▶ [Records to process]:
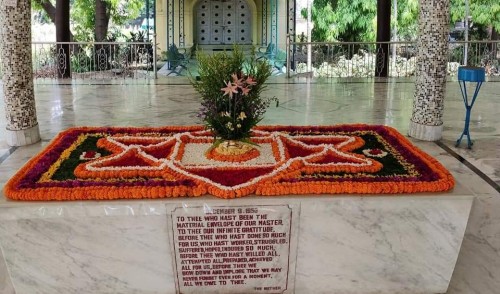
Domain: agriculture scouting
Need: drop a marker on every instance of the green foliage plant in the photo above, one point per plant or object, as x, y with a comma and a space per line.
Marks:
231, 86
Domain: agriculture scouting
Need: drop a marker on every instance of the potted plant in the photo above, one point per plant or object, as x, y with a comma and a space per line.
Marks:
230, 86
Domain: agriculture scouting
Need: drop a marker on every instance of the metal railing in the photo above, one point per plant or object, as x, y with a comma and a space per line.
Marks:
104, 61
94, 61
358, 59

▶ [What you are asked to do]:
Filter the data down to the lines that contain the string "plant", and copy them.

▶ [Output of the exercise]:
Need: drop a marker on every instance of the green foliage plant in the photo above, one point per plant or object, as x, y with a comma and a space per line.
Need: drop a marker on every instance of the potted plant in the photo above, one point per plant or object, as x, y with a comma and a space per line.
Need: drop a marker on every instance of the metal railing in the photo above, one point per plant or object, as x, y with a comma and a space per line.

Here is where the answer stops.